**PROBLEM TO WORK ON:** Starting at the line that contains "Could you please point to the blue jacket", quote each line exactly through the last line of the entries, both included.

START DATA FOR PROCESSING

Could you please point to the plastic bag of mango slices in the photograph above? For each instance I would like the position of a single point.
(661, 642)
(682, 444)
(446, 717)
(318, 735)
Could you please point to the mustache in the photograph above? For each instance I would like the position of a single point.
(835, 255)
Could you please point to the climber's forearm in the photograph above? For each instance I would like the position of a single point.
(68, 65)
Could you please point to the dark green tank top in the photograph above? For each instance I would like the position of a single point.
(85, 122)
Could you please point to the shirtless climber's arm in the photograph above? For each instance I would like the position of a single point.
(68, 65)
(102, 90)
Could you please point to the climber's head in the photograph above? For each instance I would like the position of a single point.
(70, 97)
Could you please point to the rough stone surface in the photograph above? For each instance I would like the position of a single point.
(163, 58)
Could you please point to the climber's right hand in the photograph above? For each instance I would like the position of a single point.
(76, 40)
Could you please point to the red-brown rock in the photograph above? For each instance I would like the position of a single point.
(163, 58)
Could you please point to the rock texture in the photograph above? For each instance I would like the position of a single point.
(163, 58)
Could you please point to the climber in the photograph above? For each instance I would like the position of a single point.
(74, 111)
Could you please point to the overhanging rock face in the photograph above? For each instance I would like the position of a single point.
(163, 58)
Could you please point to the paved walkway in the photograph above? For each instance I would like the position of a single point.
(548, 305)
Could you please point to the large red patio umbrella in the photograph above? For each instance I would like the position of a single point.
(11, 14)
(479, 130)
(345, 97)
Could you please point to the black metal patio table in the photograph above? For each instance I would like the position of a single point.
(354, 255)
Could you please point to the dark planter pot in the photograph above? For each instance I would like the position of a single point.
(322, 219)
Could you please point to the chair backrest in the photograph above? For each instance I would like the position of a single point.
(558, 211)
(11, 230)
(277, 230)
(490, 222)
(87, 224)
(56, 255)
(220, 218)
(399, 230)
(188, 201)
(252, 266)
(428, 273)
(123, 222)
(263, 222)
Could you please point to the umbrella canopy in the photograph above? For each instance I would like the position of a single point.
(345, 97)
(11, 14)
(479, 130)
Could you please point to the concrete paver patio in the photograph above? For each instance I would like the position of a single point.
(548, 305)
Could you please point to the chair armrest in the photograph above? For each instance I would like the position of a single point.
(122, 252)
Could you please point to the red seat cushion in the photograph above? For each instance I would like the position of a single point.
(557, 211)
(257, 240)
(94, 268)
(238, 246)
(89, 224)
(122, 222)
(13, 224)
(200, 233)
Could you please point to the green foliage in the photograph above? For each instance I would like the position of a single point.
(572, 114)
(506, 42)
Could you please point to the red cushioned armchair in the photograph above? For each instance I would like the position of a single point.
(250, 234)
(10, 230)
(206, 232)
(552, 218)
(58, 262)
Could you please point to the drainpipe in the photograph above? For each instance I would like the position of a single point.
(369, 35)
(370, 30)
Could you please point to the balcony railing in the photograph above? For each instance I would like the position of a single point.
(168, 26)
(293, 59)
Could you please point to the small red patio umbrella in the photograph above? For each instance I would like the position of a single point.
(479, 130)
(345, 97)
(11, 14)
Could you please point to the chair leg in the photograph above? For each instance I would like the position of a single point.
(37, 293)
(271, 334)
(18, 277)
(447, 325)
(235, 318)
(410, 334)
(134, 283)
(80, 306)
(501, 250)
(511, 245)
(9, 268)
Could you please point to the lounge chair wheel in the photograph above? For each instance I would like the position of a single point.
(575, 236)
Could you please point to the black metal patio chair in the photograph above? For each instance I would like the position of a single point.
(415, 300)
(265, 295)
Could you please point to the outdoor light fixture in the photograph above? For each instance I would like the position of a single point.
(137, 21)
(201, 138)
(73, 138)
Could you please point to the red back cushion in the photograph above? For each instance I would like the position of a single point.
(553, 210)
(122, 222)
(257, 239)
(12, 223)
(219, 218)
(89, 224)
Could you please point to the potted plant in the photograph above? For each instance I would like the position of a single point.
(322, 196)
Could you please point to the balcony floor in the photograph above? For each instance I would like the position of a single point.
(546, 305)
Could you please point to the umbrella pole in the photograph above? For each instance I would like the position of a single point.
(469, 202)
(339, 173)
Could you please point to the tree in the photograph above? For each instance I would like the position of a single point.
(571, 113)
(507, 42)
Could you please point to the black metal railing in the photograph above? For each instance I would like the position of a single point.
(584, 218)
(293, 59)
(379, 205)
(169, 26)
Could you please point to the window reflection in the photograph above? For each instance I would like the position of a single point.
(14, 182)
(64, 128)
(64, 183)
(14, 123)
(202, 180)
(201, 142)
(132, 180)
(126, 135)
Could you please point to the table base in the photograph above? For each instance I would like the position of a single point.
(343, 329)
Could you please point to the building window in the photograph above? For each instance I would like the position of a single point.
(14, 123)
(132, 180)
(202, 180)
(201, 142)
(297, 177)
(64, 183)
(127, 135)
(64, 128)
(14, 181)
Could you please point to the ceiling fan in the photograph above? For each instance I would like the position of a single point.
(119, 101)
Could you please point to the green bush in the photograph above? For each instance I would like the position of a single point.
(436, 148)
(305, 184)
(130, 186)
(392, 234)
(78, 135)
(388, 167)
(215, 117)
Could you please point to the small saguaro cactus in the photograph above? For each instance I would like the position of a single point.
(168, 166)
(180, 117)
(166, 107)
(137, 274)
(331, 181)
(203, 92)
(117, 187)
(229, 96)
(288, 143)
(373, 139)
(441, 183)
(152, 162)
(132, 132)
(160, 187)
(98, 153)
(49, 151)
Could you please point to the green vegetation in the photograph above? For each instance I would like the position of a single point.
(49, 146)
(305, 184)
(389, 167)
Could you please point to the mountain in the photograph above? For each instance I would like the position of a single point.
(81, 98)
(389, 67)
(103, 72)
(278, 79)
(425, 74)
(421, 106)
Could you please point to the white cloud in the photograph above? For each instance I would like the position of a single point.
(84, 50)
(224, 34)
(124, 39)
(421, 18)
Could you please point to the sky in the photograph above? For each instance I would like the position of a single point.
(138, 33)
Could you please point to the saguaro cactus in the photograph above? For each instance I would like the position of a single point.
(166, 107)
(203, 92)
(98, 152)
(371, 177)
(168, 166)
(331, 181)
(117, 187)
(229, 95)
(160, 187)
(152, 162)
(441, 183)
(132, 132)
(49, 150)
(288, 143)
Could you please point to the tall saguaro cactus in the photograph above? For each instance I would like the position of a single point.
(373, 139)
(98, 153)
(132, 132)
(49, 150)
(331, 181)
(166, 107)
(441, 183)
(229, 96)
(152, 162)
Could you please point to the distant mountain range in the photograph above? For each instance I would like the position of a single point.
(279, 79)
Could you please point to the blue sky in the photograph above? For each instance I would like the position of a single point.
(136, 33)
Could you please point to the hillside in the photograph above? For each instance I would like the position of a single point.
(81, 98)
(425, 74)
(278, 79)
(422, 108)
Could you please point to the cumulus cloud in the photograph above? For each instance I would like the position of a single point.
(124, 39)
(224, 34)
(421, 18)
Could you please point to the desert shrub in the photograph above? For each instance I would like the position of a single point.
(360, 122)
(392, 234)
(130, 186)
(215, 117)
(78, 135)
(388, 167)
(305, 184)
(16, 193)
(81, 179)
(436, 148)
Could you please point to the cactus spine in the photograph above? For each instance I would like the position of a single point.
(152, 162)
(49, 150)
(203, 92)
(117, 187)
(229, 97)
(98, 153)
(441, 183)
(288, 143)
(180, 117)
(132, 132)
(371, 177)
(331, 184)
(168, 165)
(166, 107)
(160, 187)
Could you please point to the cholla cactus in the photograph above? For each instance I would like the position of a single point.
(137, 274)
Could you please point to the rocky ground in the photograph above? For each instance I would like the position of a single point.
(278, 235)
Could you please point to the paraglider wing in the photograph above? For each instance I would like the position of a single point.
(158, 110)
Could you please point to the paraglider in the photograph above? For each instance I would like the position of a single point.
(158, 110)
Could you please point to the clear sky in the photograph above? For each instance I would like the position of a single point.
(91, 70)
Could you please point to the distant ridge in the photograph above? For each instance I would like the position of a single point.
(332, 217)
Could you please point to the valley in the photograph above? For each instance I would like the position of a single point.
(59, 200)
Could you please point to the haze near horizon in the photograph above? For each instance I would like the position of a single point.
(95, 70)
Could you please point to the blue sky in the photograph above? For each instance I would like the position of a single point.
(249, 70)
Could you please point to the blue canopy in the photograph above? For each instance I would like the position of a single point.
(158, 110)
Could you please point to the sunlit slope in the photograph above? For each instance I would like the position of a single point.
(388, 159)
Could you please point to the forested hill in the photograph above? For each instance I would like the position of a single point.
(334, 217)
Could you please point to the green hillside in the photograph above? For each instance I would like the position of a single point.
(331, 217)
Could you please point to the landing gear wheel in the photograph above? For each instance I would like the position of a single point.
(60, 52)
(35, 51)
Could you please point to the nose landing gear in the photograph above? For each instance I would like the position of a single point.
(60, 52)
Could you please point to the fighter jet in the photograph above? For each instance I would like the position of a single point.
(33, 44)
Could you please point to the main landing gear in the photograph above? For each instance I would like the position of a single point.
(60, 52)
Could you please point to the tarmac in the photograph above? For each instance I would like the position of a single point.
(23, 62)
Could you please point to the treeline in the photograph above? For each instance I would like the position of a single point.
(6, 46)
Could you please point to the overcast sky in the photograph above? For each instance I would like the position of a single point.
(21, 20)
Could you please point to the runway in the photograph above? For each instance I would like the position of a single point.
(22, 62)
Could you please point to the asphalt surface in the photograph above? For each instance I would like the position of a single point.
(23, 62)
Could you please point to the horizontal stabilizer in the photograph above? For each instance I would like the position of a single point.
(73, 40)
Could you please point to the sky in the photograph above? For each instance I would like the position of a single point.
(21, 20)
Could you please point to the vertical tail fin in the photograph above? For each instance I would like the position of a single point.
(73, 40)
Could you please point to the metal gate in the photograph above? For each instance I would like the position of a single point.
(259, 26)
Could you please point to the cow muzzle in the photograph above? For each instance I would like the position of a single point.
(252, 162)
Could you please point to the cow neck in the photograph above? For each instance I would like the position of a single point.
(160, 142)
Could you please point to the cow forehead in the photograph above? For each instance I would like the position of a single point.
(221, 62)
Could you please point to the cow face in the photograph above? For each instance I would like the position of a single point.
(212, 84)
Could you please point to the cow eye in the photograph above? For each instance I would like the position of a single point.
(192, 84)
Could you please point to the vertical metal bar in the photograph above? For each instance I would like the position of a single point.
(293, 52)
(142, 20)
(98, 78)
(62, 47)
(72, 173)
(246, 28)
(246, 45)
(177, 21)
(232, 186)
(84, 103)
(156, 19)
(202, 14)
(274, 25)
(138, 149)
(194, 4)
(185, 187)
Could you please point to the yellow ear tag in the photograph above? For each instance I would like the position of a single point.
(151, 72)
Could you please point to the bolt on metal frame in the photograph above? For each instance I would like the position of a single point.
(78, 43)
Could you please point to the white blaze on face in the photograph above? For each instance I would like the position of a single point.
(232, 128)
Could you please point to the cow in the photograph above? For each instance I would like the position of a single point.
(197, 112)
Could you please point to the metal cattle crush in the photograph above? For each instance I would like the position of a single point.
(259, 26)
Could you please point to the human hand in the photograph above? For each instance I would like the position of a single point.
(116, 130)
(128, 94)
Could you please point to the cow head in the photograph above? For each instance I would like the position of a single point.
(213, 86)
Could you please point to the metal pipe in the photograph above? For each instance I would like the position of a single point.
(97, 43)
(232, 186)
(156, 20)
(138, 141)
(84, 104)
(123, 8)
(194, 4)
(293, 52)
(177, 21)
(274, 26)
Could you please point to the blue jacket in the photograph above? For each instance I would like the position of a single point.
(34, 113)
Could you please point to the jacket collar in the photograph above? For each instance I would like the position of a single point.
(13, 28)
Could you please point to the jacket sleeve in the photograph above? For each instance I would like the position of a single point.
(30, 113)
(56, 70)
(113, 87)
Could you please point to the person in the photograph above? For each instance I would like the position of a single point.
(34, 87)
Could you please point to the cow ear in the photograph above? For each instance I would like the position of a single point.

END DATA FOR PROCESSING

**RESPONSE BOX:**
Could you please point to the blue jacket in the photograph above? For each instance I would like the position of a single point.
(34, 113)
Could you please point to the jacket collar in the photograph above? For each instance I would like the position of a single point.
(13, 28)
Could you please point to the jacket sleeve in the photograph above? For each instance I would like the position of a single point.
(30, 113)
(56, 70)
(113, 87)
Could you please point to the person in the photograph above? For each instance I would like the position of a single point.
(34, 87)
Could you please point to the cow ear in the photograph above? For each instance I would like the position of a single point.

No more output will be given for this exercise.